+++ Data for processing +++

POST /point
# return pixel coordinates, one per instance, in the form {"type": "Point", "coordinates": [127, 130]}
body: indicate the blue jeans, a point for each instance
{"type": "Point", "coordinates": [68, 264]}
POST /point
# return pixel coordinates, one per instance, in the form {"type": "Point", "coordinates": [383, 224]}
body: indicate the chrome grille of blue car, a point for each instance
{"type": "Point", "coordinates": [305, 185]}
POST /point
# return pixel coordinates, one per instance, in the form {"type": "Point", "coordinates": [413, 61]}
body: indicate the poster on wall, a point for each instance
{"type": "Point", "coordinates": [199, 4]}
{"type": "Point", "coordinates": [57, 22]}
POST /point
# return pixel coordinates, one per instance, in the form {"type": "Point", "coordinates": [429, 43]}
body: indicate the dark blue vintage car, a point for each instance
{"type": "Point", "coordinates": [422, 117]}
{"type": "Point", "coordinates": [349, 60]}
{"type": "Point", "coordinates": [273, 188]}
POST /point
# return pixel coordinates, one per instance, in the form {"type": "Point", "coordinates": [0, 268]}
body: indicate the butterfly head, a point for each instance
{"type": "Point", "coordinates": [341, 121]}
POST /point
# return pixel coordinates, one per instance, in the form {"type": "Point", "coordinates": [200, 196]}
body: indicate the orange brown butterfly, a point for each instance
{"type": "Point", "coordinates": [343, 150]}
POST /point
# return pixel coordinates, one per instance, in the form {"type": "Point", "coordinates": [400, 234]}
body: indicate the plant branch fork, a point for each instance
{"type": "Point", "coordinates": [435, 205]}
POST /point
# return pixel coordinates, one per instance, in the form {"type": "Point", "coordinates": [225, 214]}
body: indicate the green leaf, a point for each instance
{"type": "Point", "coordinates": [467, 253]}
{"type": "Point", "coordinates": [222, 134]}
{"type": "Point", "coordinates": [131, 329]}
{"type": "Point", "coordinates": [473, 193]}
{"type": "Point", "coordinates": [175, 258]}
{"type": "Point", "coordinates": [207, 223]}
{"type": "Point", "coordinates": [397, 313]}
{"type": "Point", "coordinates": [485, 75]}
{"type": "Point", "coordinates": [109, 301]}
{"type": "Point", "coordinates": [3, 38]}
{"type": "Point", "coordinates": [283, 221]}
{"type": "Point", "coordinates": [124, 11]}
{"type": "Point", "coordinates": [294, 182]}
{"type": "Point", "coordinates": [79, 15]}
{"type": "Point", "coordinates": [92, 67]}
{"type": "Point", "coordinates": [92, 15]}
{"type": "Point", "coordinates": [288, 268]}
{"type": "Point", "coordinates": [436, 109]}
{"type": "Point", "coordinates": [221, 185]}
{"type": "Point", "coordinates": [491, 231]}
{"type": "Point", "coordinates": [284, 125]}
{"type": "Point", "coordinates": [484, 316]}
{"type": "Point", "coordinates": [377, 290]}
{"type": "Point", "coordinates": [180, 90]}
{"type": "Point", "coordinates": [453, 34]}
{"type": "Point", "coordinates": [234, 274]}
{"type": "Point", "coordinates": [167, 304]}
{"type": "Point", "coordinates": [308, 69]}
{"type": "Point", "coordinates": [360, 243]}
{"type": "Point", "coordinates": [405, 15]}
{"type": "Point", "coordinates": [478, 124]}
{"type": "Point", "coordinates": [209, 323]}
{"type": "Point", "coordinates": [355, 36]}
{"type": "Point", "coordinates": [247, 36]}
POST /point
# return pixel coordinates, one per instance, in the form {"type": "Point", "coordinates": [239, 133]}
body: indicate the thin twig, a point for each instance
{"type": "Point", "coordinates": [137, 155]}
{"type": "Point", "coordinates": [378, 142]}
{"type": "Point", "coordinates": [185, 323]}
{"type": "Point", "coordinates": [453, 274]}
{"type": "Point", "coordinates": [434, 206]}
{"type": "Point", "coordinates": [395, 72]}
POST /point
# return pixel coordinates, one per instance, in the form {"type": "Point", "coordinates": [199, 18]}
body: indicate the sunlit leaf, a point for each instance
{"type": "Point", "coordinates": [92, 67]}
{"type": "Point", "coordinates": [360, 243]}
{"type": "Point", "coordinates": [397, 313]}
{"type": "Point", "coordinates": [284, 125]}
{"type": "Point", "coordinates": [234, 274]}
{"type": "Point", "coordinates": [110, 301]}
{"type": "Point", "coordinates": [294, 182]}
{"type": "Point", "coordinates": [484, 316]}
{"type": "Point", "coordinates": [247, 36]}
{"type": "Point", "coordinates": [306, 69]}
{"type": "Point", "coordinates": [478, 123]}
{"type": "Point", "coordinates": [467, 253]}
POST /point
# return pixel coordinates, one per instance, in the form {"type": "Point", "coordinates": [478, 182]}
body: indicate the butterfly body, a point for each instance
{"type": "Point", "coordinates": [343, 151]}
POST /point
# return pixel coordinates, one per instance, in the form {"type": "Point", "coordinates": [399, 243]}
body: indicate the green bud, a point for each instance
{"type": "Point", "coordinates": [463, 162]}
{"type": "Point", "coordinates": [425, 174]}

+++

Restate every record exactly, leaving nothing out.

> Solution below
POST /point
# return pixel coordinates, one per instance, in the form {"type": "Point", "coordinates": [127, 130]}
body: indicate the blue jeans, a point for each instance
{"type": "Point", "coordinates": [68, 264]}
POST /point
# return pixel coordinates, one per instance, in the form {"type": "Point", "coordinates": [383, 224]}
body: indicate the chrome grille of blue car, a point for each instance
{"type": "Point", "coordinates": [305, 185]}
POST /point
# return pixel coordinates, one per instance, in the form {"type": "Point", "coordinates": [413, 61]}
body: indicate the poster on wall, a point for each instance
{"type": "Point", "coordinates": [199, 4]}
{"type": "Point", "coordinates": [57, 22]}
POST /point
# return pixel coordinates, one per instance, in the form {"type": "Point", "coordinates": [429, 43]}
body: indicate the dark blue vintage car, a point for each instance
{"type": "Point", "coordinates": [422, 117]}
{"type": "Point", "coordinates": [349, 60]}
{"type": "Point", "coordinates": [273, 188]}
POST /point
# return pixel coordinates, one per instance, in the form {"type": "Point", "coordinates": [0, 268]}
body: indicate the butterfly head, a point for each instance
{"type": "Point", "coordinates": [341, 121]}
POST /point
# return pixel coordinates, one per instance, in the form {"type": "Point", "coordinates": [200, 196]}
body: indicate the orange brown butterfly, a point for each instance
{"type": "Point", "coordinates": [343, 150]}
POST /point
# return pixel coordinates, one per instance, in the form {"type": "Point", "coordinates": [400, 234]}
body: indicate the plant branch fork, a point for each instance
{"type": "Point", "coordinates": [435, 205]}
POST /point
# return pixel coordinates, one per instance, in the form {"type": "Point", "coordinates": [225, 214]}
body: indicate the green leaf, a point for each instance
{"type": "Point", "coordinates": [467, 253]}
{"type": "Point", "coordinates": [222, 134]}
{"type": "Point", "coordinates": [131, 329]}
{"type": "Point", "coordinates": [473, 193]}
{"type": "Point", "coordinates": [175, 258]}
{"type": "Point", "coordinates": [207, 223]}
{"type": "Point", "coordinates": [397, 313]}
{"type": "Point", "coordinates": [485, 75]}
{"type": "Point", "coordinates": [109, 301]}
{"type": "Point", "coordinates": [3, 38]}
{"type": "Point", "coordinates": [283, 221]}
{"type": "Point", "coordinates": [124, 11]}
{"type": "Point", "coordinates": [294, 182]}
{"type": "Point", "coordinates": [79, 15]}
{"type": "Point", "coordinates": [92, 67]}
{"type": "Point", "coordinates": [92, 15]}
{"type": "Point", "coordinates": [288, 268]}
{"type": "Point", "coordinates": [436, 109]}
{"type": "Point", "coordinates": [221, 185]}
{"type": "Point", "coordinates": [491, 231]}
{"type": "Point", "coordinates": [284, 125]}
{"type": "Point", "coordinates": [484, 316]}
{"type": "Point", "coordinates": [377, 290]}
{"type": "Point", "coordinates": [180, 90]}
{"type": "Point", "coordinates": [453, 34]}
{"type": "Point", "coordinates": [234, 274]}
{"type": "Point", "coordinates": [167, 304]}
{"type": "Point", "coordinates": [308, 69]}
{"type": "Point", "coordinates": [360, 243]}
{"type": "Point", "coordinates": [405, 15]}
{"type": "Point", "coordinates": [478, 124]}
{"type": "Point", "coordinates": [209, 323]}
{"type": "Point", "coordinates": [355, 36]}
{"type": "Point", "coordinates": [247, 36]}
POST /point
# return pixel coordinates, one per instance, in the form {"type": "Point", "coordinates": [239, 133]}
body: indicate the thin twig, a point for each instance
{"type": "Point", "coordinates": [137, 155]}
{"type": "Point", "coordinates": [378, 142]}
{"type": "Point", "coordinates": [185, 323]}
{"type": "Point", "coordinates": [453, 274]}
{"type": "Point", "coordinates": [434, 206]}
{"type": "Point", "coordinates": [395, 72]}
POST /point
# return pixel coordinates, one per instance, in the form {"type": "Point", "coordinates": [199, 18]}
body: indicate the sunlit leaf, a point for each instance
{"type": "Point", "coordinates": [92, 67]}
{"type": "Point", "coordinates": [360, 243]}
{"type": "Point", "coordinates": [397, 313]}
{"type": "Point", "coordinates": [284, 125]}
{"type": "Point", "coordinates": [234, 274]}
{"type": "Point", "coordinates": [110, 301]}
{"type": "Point", "coordinates": [294, 182]}
{"type": "Point", "coordinates": [484, 316]}
{"type": "Point", "coordinates": [247, 36]}
{"type": "Point", "coordinates": [306, 69]}
{"type": "Point", "coordinates": [478, 123]}
{"type": "Point", "coordinates": [467, 253]}
POST /point
# return pixel coordinates, one per instance, in the form {"type": "Point", "coordinates": [478, 182]}
body: indicate the butterfly body, a point for each instance
{"type": "Point", "coordinates": [343, 151]}
POST /point
# return pixel coordinates, one per instance, in the form {"type": "Point", "coordinates": [399, 243]}
body: indicate the green bud, a point for each instance
{"type": "Point", "coordinates": [463, 162]}
{"type": "Point", "coordinates": [425, 174]}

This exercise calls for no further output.